To win my battle over impatience and anger, I needed to die to my “rights” relinquishing hold of any rewards I thought I deserved as a wife and mother. I could not partition off sections of my life, giving only what I wanted give when I thought it was fair or deserved. True Godly patience is placing the emotional, spiritual, and physical needs of my kids and other ahead of myself. It is being willing to invest my life into theirs for as long as I am asked by the Lord to do so, free of any terms or limitations. Patience is not simply tolerating the bickering, clamoring, and demands that my family places upon me, but also seeing their sinfulness and humanity as my opportunity to put to death a little bit more of myself.
Patience is the ability to get up quietly and retrieve a rag, cleaning up a mess without huffs or sullen countenance. Patience is the ability to serve and love with out others noticing it is being done. Patience and love sees each mess as an opportunity instead of an offense. Patience is demonstrating that my love is steadfast and unconditional, not based on a reward system in which the love can be revoked when someone makes a mistake or hurts me. I demonstrate patience when I am able to continuously invest my time and energy into the lives of others, knowing I may never see the fruit of my work or receive a word of thanks or affirmation.

__DATA EXCERPTS__:
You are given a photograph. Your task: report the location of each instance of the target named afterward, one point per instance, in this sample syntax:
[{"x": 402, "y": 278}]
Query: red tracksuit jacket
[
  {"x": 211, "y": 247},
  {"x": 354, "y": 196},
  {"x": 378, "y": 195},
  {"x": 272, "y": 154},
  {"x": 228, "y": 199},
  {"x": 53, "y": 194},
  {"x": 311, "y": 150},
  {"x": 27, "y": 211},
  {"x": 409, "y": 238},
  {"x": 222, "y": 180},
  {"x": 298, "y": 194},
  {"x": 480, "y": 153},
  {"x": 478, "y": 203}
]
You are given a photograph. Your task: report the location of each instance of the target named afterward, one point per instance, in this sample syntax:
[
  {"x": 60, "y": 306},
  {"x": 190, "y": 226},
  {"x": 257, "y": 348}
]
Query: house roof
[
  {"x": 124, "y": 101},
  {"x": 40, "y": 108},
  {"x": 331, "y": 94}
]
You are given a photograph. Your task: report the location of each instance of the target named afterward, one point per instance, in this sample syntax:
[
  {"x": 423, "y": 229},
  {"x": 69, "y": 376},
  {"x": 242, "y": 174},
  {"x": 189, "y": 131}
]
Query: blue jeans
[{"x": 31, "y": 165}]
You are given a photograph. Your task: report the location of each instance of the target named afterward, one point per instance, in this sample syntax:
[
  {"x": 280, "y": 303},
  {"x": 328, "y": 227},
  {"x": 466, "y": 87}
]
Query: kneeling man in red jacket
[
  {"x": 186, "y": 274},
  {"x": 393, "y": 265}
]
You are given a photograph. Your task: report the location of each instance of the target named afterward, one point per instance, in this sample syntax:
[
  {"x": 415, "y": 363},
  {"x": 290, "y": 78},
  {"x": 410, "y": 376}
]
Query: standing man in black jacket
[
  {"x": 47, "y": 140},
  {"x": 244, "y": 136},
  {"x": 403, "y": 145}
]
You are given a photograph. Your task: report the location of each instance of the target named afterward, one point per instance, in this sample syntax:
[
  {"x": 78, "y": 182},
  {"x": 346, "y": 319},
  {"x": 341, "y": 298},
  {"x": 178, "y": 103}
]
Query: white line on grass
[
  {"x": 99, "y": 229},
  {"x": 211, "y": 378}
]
---
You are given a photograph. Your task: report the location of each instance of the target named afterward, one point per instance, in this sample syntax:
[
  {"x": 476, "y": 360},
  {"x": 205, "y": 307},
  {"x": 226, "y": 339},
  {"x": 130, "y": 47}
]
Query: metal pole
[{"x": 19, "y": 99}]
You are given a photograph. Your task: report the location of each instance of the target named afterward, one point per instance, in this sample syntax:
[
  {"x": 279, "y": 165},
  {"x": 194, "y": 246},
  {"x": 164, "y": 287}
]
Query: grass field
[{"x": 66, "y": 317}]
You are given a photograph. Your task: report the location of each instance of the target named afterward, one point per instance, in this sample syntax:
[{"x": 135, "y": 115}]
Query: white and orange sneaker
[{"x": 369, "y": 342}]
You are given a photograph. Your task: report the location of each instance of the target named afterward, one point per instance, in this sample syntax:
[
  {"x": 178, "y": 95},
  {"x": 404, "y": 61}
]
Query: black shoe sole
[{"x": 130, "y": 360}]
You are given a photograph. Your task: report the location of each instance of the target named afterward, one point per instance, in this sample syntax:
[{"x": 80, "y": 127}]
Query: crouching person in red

__TASKS TO COMPLETE__:
1. In the passage on patience, what does patience and love see each mess as?
2. Extend the passage on patience beyond its final sentence.
The listing has no connection to the passage on patience.

__EXPECTED OUTPUTS__:
1. An opportunity instead of an offense.

2.
I am not advocating self-seeking martyrdom, but we are called to be servants, and to lay our lives down for others just as Christ did for us. Unlike the men and women who physically served masters out of forced duty, and void of love, we have a promise. As Christians we are given a promise of eternal reward for our sacrifice. “Ye have need of patience, after that ye have done the will of God, ye might receive the promise.” Sacrificing for my family may not produce perfect kids who never spill milk on my dinning room table, but I have a promise from God the Righteousness, who can not proclaim something and do differently. He promises that when patience fosters obedience to His commands, in the end, there will be a blessing and that blessing is a transformation. What an amazing thought it is. If I die to myself, the day when my house is demolished by three wild kids, Jody the impatient and angry will not be present to respond to her kids. She will be replaced with Jody, the transformed daughter of Christ. This is who my kids will see standing in the middle of the floor reacting to their mess.
How differently my day looks when needs, offences, and sacrafices are embraced as opportunities instead of offences! How differently we look to others when we die to self and allow the love of God to transform our hearts and minds.
Months after my ugly response at dinner, I received a gift from the Lord. A mess had been made, but a mama’s heart was being transformed by the Lord. Instead of harsh words, came consolation and a quiet clean-up. Tears sprang to my eyes, born of both thanks and sorrow when a little voice piped up, “I love you mama, your nice now.”